Set problem: Reproduce every line of the material below word for word, and leave the pictures out.

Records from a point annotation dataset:
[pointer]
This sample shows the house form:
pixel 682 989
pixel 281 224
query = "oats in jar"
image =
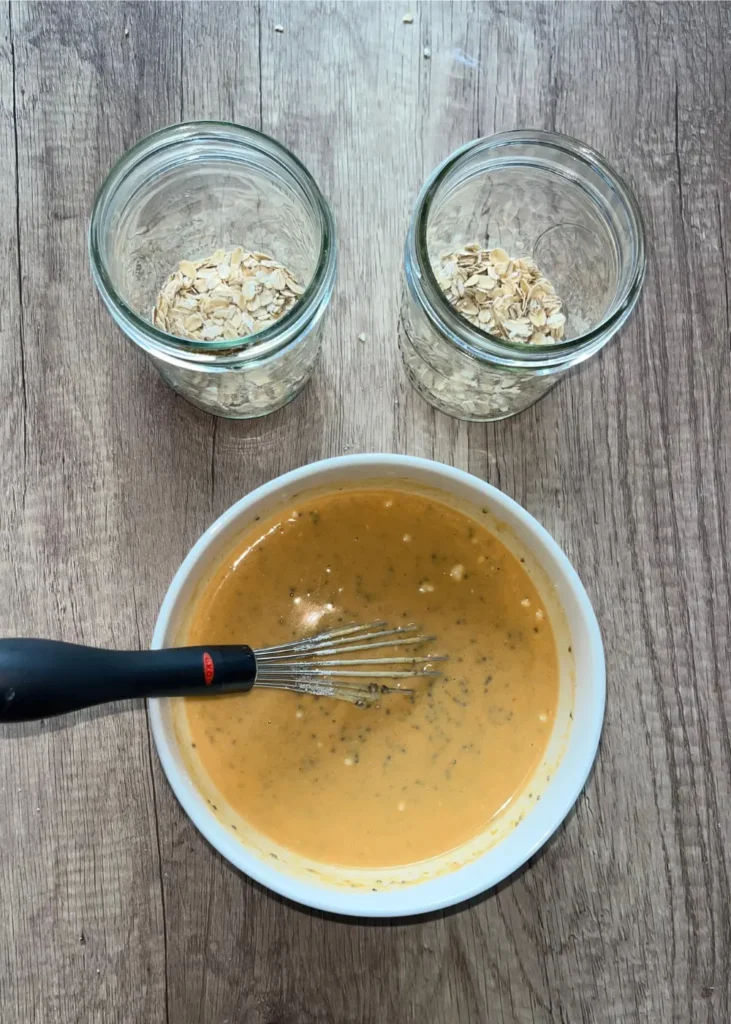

The reply:
[pointer]
This sample shows the house form:
pixel 682 989
pixel 281 224
query = "oats in jar"
image =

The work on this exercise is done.